Take the line that contains "of the pendant" and every line after it in the material below, and quote them exactly.

— start The records —

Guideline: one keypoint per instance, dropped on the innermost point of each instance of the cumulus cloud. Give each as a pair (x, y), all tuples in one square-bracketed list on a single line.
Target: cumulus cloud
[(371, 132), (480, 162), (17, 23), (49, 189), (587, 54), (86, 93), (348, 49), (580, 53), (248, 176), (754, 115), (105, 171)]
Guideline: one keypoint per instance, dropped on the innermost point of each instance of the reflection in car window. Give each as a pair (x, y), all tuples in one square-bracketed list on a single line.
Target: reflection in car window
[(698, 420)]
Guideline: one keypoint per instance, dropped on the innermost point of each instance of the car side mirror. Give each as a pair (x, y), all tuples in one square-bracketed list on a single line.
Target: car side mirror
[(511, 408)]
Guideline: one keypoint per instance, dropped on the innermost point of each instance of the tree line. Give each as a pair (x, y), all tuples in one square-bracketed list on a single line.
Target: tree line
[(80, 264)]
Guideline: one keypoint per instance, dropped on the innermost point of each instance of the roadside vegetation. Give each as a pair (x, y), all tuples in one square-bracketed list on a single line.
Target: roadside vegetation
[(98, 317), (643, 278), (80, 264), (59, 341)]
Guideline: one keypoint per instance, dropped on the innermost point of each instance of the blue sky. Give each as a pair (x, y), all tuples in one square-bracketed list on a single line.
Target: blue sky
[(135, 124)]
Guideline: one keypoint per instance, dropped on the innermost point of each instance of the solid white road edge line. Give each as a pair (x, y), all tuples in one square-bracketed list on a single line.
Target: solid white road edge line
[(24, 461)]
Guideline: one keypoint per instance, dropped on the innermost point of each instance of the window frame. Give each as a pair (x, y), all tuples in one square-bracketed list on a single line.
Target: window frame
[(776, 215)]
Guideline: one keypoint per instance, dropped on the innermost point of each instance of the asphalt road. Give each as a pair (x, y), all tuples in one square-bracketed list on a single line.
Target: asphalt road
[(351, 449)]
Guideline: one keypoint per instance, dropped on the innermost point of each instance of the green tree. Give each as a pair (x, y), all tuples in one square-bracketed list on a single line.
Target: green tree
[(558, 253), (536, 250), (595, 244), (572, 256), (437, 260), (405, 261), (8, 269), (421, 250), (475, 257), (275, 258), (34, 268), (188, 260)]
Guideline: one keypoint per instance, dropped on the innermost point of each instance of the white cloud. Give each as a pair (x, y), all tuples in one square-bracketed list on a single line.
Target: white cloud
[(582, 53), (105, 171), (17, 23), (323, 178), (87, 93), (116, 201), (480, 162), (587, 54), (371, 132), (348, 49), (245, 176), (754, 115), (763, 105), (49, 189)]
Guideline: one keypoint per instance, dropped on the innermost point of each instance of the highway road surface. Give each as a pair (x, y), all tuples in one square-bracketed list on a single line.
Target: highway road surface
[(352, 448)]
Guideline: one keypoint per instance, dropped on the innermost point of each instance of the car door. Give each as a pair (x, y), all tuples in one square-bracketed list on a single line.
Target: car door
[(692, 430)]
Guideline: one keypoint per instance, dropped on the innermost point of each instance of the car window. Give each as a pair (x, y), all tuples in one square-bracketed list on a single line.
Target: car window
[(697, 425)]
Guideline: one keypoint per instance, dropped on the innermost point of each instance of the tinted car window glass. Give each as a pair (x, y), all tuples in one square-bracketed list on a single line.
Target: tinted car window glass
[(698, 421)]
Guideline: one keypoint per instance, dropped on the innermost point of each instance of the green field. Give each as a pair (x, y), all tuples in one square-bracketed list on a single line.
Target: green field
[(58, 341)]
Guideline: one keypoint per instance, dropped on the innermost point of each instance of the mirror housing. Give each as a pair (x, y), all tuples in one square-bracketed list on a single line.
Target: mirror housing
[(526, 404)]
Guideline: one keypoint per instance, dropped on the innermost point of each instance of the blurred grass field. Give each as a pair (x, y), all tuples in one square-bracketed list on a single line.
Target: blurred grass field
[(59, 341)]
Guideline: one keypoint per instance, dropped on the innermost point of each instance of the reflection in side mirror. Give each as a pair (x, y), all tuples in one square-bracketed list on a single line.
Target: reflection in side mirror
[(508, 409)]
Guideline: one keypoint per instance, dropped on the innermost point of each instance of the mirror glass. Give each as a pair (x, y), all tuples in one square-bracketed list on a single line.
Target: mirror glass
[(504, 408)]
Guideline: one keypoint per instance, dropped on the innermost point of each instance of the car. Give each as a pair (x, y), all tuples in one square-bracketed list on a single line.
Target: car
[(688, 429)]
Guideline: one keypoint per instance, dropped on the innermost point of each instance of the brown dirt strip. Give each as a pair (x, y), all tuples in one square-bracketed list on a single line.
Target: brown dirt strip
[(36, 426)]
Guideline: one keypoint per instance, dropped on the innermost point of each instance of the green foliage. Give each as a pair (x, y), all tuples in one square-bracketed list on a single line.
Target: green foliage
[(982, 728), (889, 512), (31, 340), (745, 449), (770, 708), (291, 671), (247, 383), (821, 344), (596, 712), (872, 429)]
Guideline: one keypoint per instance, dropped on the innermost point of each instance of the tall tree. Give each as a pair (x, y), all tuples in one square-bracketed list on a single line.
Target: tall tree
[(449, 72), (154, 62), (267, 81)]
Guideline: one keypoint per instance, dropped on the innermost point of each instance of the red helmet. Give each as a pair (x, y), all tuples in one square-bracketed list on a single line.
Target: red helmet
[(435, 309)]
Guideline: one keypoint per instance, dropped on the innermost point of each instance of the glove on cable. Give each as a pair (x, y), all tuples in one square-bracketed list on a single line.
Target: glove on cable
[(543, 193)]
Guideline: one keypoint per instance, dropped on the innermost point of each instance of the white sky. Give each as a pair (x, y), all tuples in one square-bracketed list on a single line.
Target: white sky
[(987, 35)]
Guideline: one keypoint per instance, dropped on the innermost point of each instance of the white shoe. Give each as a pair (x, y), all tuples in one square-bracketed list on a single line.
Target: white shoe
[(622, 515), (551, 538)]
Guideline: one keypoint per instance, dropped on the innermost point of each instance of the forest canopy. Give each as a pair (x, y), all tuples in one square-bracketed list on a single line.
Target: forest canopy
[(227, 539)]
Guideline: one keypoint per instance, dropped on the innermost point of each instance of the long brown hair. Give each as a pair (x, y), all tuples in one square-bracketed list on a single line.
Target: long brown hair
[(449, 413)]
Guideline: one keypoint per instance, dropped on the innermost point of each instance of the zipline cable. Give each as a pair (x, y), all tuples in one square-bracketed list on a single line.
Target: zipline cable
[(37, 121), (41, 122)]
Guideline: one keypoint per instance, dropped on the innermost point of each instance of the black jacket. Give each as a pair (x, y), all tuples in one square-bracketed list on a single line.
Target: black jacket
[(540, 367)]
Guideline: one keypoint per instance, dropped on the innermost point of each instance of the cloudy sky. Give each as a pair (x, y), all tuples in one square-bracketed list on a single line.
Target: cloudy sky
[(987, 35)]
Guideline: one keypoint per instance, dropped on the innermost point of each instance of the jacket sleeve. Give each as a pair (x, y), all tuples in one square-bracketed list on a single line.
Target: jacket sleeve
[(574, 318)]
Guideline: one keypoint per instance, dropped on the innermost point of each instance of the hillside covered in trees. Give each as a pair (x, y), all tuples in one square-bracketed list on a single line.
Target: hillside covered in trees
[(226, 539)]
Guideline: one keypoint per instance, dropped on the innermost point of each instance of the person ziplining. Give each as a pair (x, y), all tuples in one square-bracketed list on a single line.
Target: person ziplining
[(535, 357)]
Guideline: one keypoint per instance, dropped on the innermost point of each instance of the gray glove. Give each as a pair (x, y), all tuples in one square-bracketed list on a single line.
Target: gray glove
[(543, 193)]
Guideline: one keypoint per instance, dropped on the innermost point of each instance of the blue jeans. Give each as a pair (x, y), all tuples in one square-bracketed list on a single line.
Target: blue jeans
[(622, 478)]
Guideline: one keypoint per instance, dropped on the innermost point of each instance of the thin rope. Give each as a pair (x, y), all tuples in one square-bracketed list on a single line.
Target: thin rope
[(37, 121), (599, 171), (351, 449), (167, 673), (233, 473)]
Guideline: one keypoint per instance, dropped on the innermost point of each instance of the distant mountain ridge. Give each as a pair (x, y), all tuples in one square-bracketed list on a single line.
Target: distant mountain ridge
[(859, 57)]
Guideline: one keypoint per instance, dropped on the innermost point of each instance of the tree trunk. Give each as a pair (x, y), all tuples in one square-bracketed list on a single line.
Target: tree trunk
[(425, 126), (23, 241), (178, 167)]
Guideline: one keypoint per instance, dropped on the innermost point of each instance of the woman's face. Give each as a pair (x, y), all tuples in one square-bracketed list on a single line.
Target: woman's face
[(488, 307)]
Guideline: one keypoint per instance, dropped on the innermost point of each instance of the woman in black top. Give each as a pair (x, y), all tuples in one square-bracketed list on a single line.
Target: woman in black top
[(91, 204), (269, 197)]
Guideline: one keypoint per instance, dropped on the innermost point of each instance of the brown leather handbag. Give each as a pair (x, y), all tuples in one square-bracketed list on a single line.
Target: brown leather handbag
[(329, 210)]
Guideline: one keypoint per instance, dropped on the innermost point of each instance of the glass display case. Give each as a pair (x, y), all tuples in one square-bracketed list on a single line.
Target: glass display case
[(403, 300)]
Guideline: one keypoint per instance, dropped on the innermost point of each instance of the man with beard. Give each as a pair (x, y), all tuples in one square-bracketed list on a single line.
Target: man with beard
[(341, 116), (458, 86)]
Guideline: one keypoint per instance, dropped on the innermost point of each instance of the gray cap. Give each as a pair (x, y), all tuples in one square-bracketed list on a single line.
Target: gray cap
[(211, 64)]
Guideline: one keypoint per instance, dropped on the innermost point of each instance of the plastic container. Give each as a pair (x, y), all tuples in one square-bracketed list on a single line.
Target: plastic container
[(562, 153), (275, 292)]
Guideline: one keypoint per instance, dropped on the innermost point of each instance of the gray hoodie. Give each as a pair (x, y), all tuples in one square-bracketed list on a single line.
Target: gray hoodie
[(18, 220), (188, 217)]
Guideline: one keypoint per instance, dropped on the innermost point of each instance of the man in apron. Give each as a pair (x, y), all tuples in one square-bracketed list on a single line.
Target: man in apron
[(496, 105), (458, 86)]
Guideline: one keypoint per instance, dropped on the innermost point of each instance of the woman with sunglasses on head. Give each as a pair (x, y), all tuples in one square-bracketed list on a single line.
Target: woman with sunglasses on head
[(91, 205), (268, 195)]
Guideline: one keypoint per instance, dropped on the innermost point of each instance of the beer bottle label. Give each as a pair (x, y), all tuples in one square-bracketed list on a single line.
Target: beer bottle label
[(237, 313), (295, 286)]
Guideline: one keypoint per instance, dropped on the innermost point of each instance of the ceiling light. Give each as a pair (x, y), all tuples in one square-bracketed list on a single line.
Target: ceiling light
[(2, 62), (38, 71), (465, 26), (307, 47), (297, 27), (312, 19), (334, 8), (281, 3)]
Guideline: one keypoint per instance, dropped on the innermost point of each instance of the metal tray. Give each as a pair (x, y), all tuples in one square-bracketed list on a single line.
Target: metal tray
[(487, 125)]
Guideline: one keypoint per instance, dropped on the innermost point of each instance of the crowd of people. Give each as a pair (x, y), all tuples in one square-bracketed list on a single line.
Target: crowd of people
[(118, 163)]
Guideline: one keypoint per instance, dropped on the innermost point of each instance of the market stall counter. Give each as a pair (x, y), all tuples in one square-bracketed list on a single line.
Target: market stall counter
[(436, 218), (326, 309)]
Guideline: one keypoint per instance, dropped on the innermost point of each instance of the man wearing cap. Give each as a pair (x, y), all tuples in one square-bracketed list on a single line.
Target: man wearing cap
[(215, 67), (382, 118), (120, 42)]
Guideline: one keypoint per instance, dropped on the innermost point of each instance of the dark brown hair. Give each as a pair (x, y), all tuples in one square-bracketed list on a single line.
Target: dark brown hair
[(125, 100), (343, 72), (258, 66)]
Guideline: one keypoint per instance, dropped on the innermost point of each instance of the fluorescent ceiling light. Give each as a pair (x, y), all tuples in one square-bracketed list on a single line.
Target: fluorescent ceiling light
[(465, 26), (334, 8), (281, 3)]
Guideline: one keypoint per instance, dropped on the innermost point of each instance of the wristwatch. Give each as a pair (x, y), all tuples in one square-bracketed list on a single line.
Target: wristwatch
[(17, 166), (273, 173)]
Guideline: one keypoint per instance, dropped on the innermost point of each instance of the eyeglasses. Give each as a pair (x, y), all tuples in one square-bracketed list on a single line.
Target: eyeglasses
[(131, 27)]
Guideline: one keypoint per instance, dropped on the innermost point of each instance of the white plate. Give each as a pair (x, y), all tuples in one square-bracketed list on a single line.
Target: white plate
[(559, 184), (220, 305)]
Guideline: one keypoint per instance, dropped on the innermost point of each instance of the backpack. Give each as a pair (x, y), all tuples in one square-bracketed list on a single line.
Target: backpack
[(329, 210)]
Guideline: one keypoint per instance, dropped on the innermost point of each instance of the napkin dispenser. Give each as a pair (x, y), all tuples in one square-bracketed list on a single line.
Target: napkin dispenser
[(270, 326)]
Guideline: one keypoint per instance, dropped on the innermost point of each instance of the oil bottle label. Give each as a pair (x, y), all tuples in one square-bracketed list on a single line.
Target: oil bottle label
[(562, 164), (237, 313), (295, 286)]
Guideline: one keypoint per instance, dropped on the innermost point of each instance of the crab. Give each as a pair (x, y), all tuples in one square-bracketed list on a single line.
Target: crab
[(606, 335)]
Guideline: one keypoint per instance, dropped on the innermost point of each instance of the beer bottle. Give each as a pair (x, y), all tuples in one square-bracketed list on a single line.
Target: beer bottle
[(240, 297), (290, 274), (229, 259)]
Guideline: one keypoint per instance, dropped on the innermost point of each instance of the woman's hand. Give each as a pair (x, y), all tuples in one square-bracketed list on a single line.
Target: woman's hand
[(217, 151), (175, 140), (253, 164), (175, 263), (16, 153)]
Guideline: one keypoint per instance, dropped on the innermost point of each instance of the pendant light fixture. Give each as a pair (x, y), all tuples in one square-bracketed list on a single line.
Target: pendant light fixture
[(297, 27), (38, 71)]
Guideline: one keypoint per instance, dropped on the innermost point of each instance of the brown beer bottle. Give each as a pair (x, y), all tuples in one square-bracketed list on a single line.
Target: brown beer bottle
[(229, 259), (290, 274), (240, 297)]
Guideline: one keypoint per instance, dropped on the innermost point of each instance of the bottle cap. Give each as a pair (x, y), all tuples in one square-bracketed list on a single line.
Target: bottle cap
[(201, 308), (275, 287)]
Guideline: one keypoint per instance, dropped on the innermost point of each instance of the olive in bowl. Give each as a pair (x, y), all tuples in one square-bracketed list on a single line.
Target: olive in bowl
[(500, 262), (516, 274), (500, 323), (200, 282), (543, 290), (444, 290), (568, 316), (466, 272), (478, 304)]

— end The records —

Solved exercise:
Guideline: one keypoint per instance, dropped on the innermost point of each instance of the pendant light fixture. Give each as a pair (x, y), all tuples in one square-bracketed list on a single line.
Target: pendant light fixture
[(297, 27), (38, 71)]
Guideline: one keypoint per instance, dropped on the innermost point of each instance of the brown beer bottle. Give each as a pair (x, y), all tuples in one square-bracketed list on a single line.
Target: brown beer bottle
[(229, 259), (290, 274), (240, 297)]
Guideline: one keypoint per instance, dropped on the innermost point of each instance of the bottle cap. Give each as a pair (x, y), all tuples in one square-bracketed list on a single line.
Target: bottle cap
[(201, 308), (275, 287)]
Guideline: one keypoint per instance, dropped on the innermost point of each instance of the olive in bowl. Give each as a pair (x, y), all tuples in one square-bracketed list on a single line.
Target: olive in bowl
[(500, 262), (516, 274), (500, 323), (200, 282), (543, 290), (444, 290), (568, 316), (466, 272), (478, 304)]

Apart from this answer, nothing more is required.